◆ TO BE DONE
Lay out the data below as a JSON list of strings with one string per line, leaving out blank lines and the pictures.

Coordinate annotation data
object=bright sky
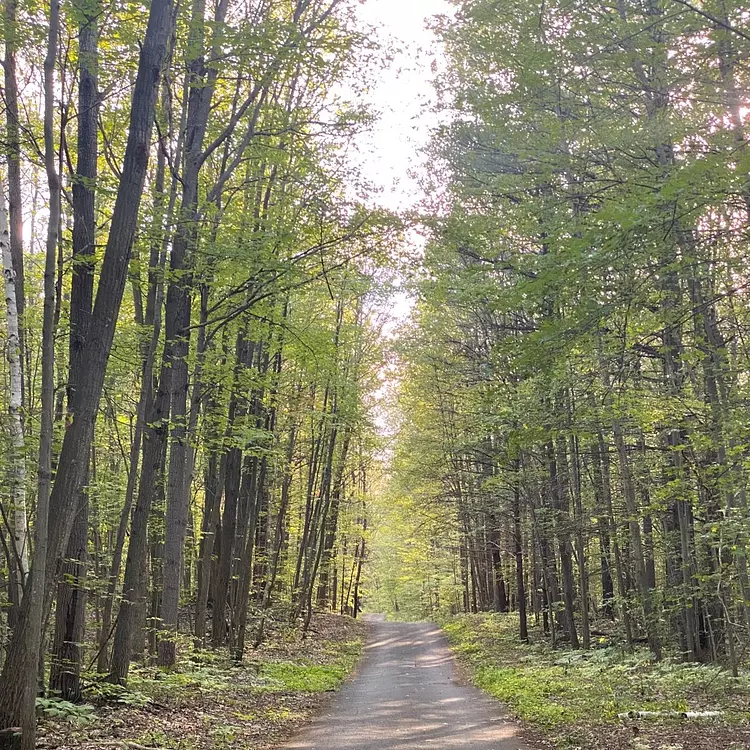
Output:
[358,0,452,438]
[357,0,453,336]
[358,0,452,211]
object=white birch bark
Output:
[0,177,29,601]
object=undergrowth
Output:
[443,614,750,747]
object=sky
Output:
[357,0,452,337]
[358,0,451,211]
[358,0,452,438]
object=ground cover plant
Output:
[443,613,750,750]
[38,614,366,750]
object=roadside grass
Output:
[39,614,365,750]
[443,614,750,750]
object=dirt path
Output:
[284,619,532,750]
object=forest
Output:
[0,0,750,750]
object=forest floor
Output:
[37,614,366,750]
[443,615,750,750]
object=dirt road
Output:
[285,620,532,750]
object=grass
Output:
[443,614,750,748]
[40,614,364,750]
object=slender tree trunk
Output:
[0,179,29,605]
[50,5,99,702]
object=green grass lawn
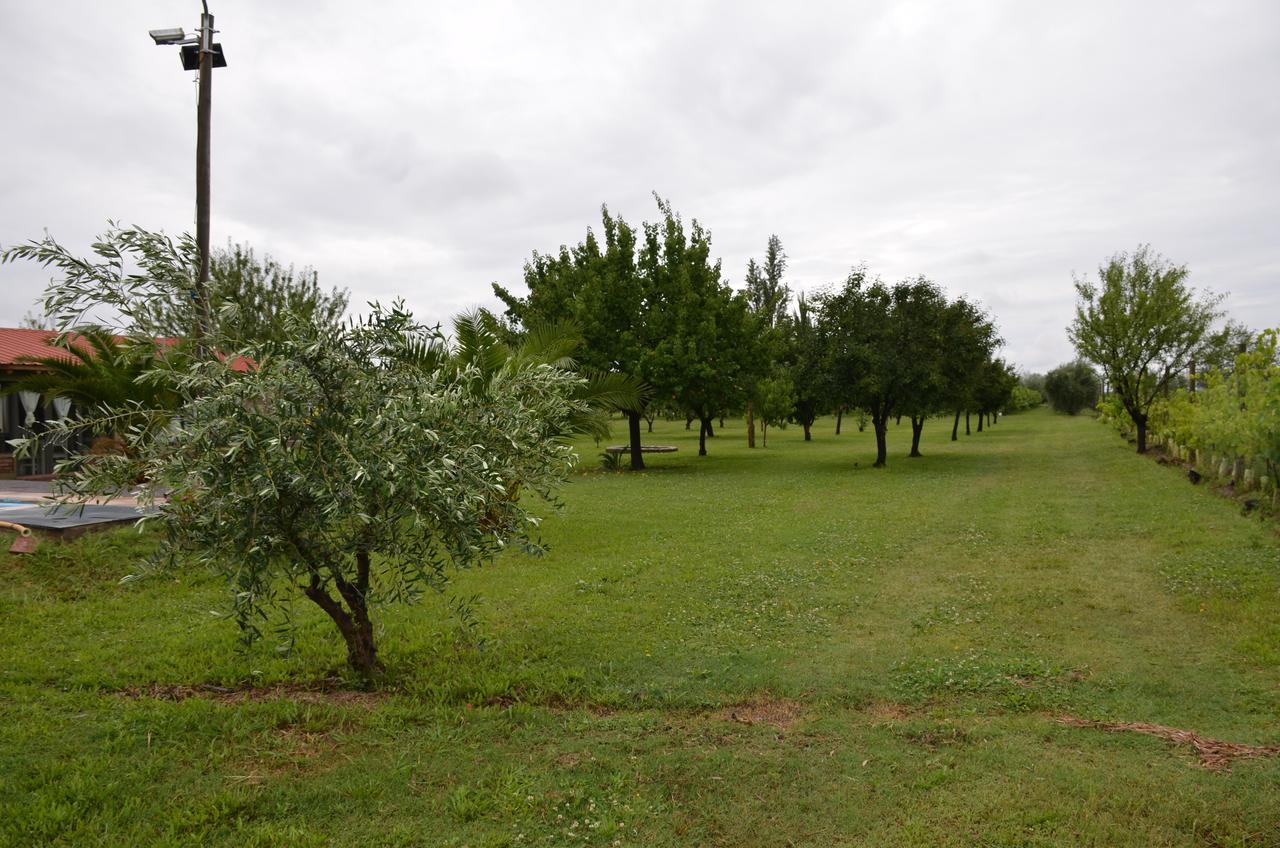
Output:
[0,411,1280,847]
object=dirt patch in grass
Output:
[118,680,387,710]
[861,701,916,722]
[714,698,805,733]
[895,725,969,751]
[1057,716,1280,771]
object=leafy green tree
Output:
[1006,377,1044,412]
[4,325,184,420]
[815,268,904,468]
[783,292,831,442]
[493,206,650,470]
[0,223,201,343]
[437,310,650,439]
[1044,360,1102,415]
[1068,245,1221,453]
[892,277,951,456]
[746,236,791,328]
[0,223,347,354]
[818,268,962,468]
[942,297,1001,442]
[974,359,1018,433]
[756,369,796,447]
[745,236,791,447]
[26,306,581,676]
[209,245,347,350]
[637,200,760,456]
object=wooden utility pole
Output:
[196,3,214,354]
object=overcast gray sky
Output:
[0,0,1280,370]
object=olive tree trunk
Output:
[302,551,383,679]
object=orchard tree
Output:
[1068,245,1221,453]
[785,292,831,442]
[209,245,347,350]
[892,277,948,456]
[815,268,905,468]
[942,297,1001,442]
[745,236,791,447]
[22,306,580,678]
[1044,360,1102,415]
[974,359,1018,433]
[746,236,791,328]
[0,223,347,354]
[637,199,762,456]
[493,206,650,471]
[758,369,796,447]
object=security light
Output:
[148,27,187,45]
[182,41,227,70]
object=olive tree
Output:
[1068,246,1221,453]
[28,307,580,676]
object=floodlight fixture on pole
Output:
[150,0,227,352]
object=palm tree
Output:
[451,309,652,439]
[4,325,178,427]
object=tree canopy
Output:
[1068,245,1221,453]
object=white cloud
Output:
[0,0,1280,369]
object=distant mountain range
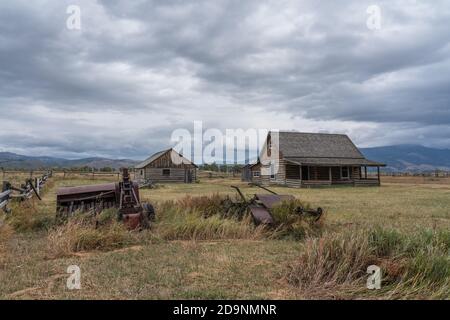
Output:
[360,144,450,172]
[0,152,139,170]
[0,145,450,172]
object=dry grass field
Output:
[0,176,450,299]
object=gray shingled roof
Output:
[272,131,384,166]
[286,158,385,167]
[134,149,172,169]
[134,149,197,169]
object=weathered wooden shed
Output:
[134,149,198,183]
[260,132,385,187]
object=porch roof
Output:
[285,157,386,167]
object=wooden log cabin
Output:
[134,149,198,183]
[258,132,385,187]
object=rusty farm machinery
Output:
[56,169,155,230]
[222,184,323,225]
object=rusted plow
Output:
[224,184,323,225]
[56,169,155,229]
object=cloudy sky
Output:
[0,0,450,159]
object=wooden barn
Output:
[134,149,197,183]
[260,132,385,187]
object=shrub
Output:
[271,199,324,240]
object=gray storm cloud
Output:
[0,0,450,158]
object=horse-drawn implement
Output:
[56,169,155,229]
[224,184,323,225]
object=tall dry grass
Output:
[155,194,323,240]
[286,228,450,299]
[47,211,138,258]
[0,220,14,269]
[154,199,266,240]
[6,198,54,232]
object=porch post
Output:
[299,165,303,185]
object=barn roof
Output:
[134,148,197,169]
[271,131,384,166]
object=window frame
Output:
[341,166,350,180]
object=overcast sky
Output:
[0,0,450,159]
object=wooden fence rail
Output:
[0,171,53,214]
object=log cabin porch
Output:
[284,160,383,187]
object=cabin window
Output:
[267,136,272,157]
[341,167,350,179]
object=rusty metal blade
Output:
[249,206,274,224]
[255,194,295,209]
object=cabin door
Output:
[302,166,309,180]
[185,169,192,183]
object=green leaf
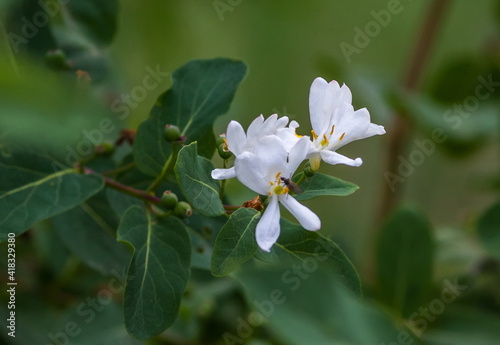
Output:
[66,0,119,45]
[396,92,498,156]
[233,251,418,345]
[0,151,104,241]
[477,201,500,259]
[6,0,59,56]
[118,206,191,339]
[174,142,225,216]
[293,173,359,200]
[211,207,260,277]
[276,218,362,294]
[134,58,246,176]
[377,207,434,317]
[52,193,130,275]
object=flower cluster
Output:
[212,78,385,251]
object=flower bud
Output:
[45,49,71,71]
[174,201,193,218]
[215,134,226,147]
[163,125,181,143]
[217,143,233,159]
[95,141,115,157]
[304,161,315,177]
[161,190,178,210]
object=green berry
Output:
[45,49,70,71]
[161,190,179,210]
[215,136,226,147]
[174,201,193,218]
[217,143,233,159]
[163,125,181,143]
[95,141,115,157]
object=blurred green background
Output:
[0,0,500,345]
[110,0,499,268]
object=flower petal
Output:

◆ RESULT
[
  "object=bright sky",
  "Output:",
  "[358,0,452,438]",
  "[357,0,453,336]",
  "[358,0,452,211]",
  "object=white birch bark",
  "Output:",
  "[0,177,29,601]",
  "object=undergrowth",
  "Output:",
  "[443,614,750,747]",
  "object=sky",
  "Output:",
  "[357,0,452,337]",
  "[358,0,451,211]",
  "[358,0,452,438]",
  "object=ground cover plant",
  "Output:",
  "[443,613,750,750]",
  "[38,614,366,750]",
  "object=roadside grass",
  "Output:",
  "[39,614,365,750]",
  "[443,614,750,750]",
  "object=dirt path",
  "Output:",
  "[284,619,532,750]",
  "object=forest",
  "Output:",
  "[0,0,750,750]",
  "object=forest floor",
  "Output:",
  "[37,614,366,750]",
  "[443,615,750,750]",
  "object=dirt road",
  "Output:",
  "[285,620,532,750]",
  "object=grass",
  "Output:",
  "[443,614,750,748]",
  "[40,614,364,750]",
  "object=slender tree trunk",
  "Output:",
  "[0,179,29,605]",
  "[50,5,99,702]",
  "object=green grass lawn",
  "Output:",
  "[0,411,1280,847]",
  "object=dirt patch in grass",
  "Output:",
  "[118,680,387,710]",
  "[861,701,916,722]",
  "[714,698,805,733]",
  "[895,725,969,751]",
  "[1057,716,1280,771]",
  "object=leafy green tree",
  "Output:",
  "[1006,377,1044,412]",
  "[4,325,184,420]",
  "[815,268,904,468]",
  "[783,292,831,442]",
  "[493,206,650,470]",
  "[0,223,201,343]",
  "[437,310,650,439]",
  "[1044,360,1102,415]",
  "[1068,245,1221,453]",
  "[892,277,951,456]",
  "[746,236,791,328]",
  "[0,223,347,354]",
  "[818,268,962,468]",
  "[942,297,1001,442]",
  "[974,359,1018,433]",
  "[756,369,796,447]",
  "[745,236,791,447]",
  "[26,306,581,676]",
  "[209,245,347,350]",
  "[637,200,760,456]",
  "object=wooden utility pole",
  "Output:",
  "[196,3,214,354]",
  "object=overcast gray sky",
  "Output:",
  "[0,0,1280,370]",
  "object=olive tree trunk",
  "Output:",
  "[302,551,383,679]",
  "object=orchard tree",
  "Output:",
  "[1068,245,1221,453]",
  "[785,292,831,442]",
  "[209,245,347,350]",
  "[892,277,948,456]",
  "[815,268,905,468]",
  "[942,297,1001,442]",
  "[745,236,791,447]",
  "[22,306,580,678]",
  "[1044,360,1102,415]",
  "[974,359,1018,433]",
  "[746,236,791,328]",
  "[0,223,347,354]",
  "[637,199,762,456]",
  "[493,206,650,471]",
  "[758,369,796,447]",
  "object=security light",
  "Output:",
  "[148,27,187,45]",
  "[182,41,227,70]",
  "object=olive tree",
  "Output:",
  "[1068,246,1221,453]",
  "[28,307,580,676]",
  "object=floodlight fixture on pole",
  "Output:",
  "[150,0,227,352]",
  "object=palm tree",
  "Output:",
  "[451,309,652,439]",
  "[4,325,178,427]",
  "object=tree canopy",
  "Output:",
  "[1068,245,1221,453]",
  "object=white cloud",
  "Output:",
  "[0,0,1280,369]",
  "object=distant mountain range",
  "Output:",
  "[360,144,450,172]",
  "[0,152,139,170]",
  "[0,145,450,172]",
  "object=dry grass field",
  "Output:",
  "[0,176,450,299]",
  "object=gray shingled roof",
  "Output:",
  "[272,131,384,166]",
  "[286,158,385,167]",
  "[134,149,172,169]",
  "[134,149,197,169]",
  "object=weathered wooden shed",
  "Output:",
  "[134,149,198,183]",
  "[260,132,385,187]",
  "object=porch roof",
  "Output:",
  "[285,157,386,167]",
  "object=wooden log cabin",
  "Output:",
  "[134,149,198,183]",
  "[258,132,385,187]",
  "object=rusty farm machinery",
  "Output:",
  "[56,169,155,230]",
  "[222,184,323,225]",
  "object=rusted plow",
  "Output:",
  "[224,184,323,225]",
  "[56,169,155,229]",
  "object=cloudy sky",
  "Output:",
  "[0,0,450,159]",
  "object=wooden barn",
  "Output:",
  "[134,149,197,183]",
  "[260,132,385,187]",
  "object=shrub",
  "Output:",
  "[271,199,324,240]",
  "object=gray storm cloud",
  "Output:",
  "[0,0,450,158]",
  "object=horse-drawn implement",
  "Output:",
  "[56,169,155,229]",
  "[224,184,323,225]",
  "object=tall dry grass",
  "Output:",
  "[155,194,323,240]",
  "[286,228,450,299]",
  "[47,211,138,258]",
  "[0,220,14,269]",
  "[154,199,266,240]",
  "[6,198,54,232]",
  "object=porch post",
  "Output:",
  "[299,165,303,185]",
  "object=barn roof",
  "Output:",
  "[134,148,197,169]",
  "[271,131,384,166]",
  "object=window frame",
  "Output:",
  "[341,166,350,180]",
  "object=overcast sky",
  "Output:",
  "[0,0,450,159]",
  "object=wooden fence rail",
  "Output:",
  "[0,171,53,214]",
  "object=log cabin porch",
  "Output:",
  "[284,160,383,187]",
  "object=cabin window",
  "Output:",
  "[267,136,272,157]",
  "[341,167,350,179]",
  "object=rusty metal blade",
  "Output:",
  "[249,206,274,224]",
  "[255,194,295,209]",
  "object=cabin door",
  "Output:",
  "[302,166,309,180]",
  "[185,169,192,183]",
  "object=green leaf",
  "Output:",
  "[66,0,119,45]",
  "[396,92,498,156]",
  "[233,251,418,345]",
  "[0,151,104,241]",
  "[477,201,500,259]",
  "[6,0,59,56]",
  "[118,206,191,339]",
  "[174,142,225,216]",
  "[293,173,359,200]",
  "[211,207,260,277]",
  "[276,218,362,294]",
  "[134,58,246,176]",
  "[377,207,434,317]",
  "[52,193,130,275]",
  "object=flower cluster",
  "Output:",
  "[212,78,385,251]",
  "object=flower bud",
  "Output:",
  "[45,49,71,71]",
  "[174,201,193,218]",
  "[215,134,226,147]",
  "[163,125,181,143]",
  "[217,143,233,159]",
  "[95,141,115,157]",
  "[304,161,315,177]",
  "[161,190,178,210]",
  "object=green berry",
  "Output:",
  "[45,49,70,71]",
  "[161,190,179,210]",
  "[215,136,226,147]",
  "[174,201,193,218]",
  "[217,143,233,159]",
  "[163,125,181,143]",
  "[95,141,115,157]",
  "object=blurred green background",
  "Output:",
  "[0,0,500,345]",
  "[110,0,499,268]",
  "object=flower petal",
  "Output:"
]